• [WHAT TO DO]: From the line containing "of the sea in" to the last line of the records, reproduce every line exactly and print nothing else.

(Collection entries)

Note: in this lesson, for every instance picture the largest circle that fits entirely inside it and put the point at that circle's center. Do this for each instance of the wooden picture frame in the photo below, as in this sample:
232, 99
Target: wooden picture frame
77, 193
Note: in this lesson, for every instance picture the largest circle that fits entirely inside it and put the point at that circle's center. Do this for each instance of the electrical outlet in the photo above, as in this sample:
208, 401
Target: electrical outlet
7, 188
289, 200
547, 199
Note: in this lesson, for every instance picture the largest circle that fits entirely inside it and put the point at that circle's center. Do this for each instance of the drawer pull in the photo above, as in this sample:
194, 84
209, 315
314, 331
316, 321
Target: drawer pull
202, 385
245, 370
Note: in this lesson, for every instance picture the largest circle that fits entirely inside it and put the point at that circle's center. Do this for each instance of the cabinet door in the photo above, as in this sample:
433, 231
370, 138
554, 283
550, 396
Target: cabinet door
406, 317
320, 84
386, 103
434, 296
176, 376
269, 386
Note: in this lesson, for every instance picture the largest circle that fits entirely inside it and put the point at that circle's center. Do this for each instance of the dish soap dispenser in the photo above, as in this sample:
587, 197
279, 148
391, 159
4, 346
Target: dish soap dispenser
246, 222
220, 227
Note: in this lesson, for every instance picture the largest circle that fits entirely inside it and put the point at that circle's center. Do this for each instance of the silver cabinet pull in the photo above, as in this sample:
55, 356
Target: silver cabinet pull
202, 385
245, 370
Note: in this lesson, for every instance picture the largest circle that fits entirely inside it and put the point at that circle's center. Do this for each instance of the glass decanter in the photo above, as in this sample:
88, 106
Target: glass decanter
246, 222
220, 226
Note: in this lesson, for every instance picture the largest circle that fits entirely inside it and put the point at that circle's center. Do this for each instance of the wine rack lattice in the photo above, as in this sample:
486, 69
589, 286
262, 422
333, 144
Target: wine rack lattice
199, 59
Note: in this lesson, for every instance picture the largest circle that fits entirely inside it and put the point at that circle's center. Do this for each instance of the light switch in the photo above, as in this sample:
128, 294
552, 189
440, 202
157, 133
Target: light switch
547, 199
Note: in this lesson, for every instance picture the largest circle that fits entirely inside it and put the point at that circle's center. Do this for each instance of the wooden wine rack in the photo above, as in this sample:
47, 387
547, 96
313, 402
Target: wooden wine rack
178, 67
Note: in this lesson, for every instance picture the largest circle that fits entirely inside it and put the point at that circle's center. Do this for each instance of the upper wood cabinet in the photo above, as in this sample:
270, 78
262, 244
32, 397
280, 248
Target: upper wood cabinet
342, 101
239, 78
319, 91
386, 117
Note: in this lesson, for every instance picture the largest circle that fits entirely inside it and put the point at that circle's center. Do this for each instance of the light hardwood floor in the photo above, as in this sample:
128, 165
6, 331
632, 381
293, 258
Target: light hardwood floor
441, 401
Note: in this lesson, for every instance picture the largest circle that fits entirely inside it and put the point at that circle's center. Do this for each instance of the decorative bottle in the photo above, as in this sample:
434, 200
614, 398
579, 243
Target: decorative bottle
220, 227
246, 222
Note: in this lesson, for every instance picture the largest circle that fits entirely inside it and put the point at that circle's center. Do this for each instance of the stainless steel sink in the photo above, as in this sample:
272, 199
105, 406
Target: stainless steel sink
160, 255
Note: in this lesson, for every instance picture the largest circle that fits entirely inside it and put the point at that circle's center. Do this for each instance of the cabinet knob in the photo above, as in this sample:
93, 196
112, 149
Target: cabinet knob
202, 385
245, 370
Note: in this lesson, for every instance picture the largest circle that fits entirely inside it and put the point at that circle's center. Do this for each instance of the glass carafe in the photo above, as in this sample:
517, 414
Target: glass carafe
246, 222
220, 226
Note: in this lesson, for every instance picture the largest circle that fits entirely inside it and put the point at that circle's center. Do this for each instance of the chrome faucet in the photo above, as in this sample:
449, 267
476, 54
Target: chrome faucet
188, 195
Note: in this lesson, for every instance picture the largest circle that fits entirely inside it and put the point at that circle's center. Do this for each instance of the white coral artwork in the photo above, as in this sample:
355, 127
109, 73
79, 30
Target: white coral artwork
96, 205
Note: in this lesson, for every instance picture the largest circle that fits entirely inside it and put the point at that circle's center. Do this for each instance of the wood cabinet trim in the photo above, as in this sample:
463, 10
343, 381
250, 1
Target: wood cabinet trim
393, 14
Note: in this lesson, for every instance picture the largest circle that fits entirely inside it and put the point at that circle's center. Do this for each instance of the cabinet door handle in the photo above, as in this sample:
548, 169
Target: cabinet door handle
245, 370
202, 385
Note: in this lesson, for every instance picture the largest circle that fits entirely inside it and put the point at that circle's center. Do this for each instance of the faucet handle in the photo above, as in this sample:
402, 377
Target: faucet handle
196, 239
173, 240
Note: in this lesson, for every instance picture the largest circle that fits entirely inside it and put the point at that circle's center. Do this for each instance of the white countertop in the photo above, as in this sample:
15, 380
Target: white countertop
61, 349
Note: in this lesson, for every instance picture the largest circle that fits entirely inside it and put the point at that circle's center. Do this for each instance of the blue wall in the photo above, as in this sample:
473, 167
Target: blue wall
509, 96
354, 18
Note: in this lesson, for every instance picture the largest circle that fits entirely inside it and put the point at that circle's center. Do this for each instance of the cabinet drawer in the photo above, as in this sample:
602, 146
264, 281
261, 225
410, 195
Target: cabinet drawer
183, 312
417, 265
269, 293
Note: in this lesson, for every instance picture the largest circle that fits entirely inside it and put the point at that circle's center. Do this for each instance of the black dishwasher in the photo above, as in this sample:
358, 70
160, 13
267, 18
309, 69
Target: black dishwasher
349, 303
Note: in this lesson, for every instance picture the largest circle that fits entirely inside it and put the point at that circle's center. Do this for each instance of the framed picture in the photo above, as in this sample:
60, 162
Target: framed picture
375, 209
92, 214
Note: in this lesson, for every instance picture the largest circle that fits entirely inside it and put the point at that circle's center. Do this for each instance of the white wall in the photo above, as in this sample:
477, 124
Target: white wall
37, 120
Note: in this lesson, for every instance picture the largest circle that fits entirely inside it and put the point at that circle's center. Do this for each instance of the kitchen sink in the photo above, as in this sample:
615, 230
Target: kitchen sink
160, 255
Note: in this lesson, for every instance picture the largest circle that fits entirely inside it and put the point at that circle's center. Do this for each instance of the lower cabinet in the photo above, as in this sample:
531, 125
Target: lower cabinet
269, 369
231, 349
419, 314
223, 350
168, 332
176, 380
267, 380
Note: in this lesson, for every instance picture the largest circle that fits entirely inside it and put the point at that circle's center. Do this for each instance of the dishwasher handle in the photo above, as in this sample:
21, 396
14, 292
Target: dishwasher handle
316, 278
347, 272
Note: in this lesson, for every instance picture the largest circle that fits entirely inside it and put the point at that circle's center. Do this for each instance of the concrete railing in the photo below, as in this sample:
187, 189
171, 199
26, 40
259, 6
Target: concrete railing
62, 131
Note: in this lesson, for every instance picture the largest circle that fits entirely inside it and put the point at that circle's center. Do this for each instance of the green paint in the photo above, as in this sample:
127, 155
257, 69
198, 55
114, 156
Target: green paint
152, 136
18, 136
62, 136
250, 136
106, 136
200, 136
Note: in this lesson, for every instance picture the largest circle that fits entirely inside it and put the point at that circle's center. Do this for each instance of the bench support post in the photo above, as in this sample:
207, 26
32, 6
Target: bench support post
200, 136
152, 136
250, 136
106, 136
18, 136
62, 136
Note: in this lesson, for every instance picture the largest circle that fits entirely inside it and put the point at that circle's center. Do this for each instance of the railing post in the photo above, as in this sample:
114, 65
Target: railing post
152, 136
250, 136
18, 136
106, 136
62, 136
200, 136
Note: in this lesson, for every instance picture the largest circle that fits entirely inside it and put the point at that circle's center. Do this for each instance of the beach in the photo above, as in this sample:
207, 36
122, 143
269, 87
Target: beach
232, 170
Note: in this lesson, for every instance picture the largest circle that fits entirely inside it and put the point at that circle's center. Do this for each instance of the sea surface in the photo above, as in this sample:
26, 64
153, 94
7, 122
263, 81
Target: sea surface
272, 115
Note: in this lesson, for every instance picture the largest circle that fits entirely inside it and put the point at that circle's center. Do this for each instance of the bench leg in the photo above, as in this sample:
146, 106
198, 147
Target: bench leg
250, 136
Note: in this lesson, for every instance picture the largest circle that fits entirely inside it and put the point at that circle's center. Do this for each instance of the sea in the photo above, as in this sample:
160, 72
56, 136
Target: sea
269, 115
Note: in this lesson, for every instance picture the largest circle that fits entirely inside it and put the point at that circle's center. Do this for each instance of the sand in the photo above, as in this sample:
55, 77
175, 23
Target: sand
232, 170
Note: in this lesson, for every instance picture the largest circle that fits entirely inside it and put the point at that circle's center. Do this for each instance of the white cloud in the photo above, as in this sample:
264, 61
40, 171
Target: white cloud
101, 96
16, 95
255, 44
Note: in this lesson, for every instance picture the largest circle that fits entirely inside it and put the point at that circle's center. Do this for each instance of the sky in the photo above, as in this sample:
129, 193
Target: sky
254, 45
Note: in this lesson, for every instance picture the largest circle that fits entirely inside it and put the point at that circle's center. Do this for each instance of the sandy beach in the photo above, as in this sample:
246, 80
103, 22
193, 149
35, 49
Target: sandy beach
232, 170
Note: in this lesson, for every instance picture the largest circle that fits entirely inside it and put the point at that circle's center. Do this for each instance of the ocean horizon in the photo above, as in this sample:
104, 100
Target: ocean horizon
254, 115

• [COMPLETED EXERCISE]:
Note: in this lesson, for every instance picture the largest circle that fits entirely inside it and put the point at that circle's center. Do this for each instance of the sea in the photo above, as in this sample:
160, 72
56, 136
Target: sea
269, 115
Note: in this lesson, for every instance picture the largest circle that fits entirely inside it and put the point at that circle's center. Do this for each instance of the sand in the photo above, as in this sample:
55, 77
175, 23
Target: sand
232, 170
Note: in this lesson, for every instance picture the largest circle that fits entirely inside it and put the point at that circle's center. Do this for each instance of the white cloud in the photo above, as in this sample:
264, 61
40, 171
Target: white cloud
101, 96
16, 95
255, 44
Note: in this lesson, for every instance picture the largest circle that fits entirely inside it and put the point at that circle's center. Do this for each instance of the sky in the photo above, as in this sample:
129, 193
Target: sky
254, 45
Note: in this lesson, for every instance picture the largest circle that fits entirely inside it and put the point at that circle's center. Do this for each instance of the sandy beach in the photo above, as in this sample:
246, 80
103, 22
193, 149
35, 49
Target: sandy beach
232, 170
Note: in this lesson, for every instance picture the largest circle that fits entirely inside it and put the point at that circle's center. Do this for each instance of the ocean horizon in the photo above, as in this sample:
104, 100
Target: ocean horizon
254, 115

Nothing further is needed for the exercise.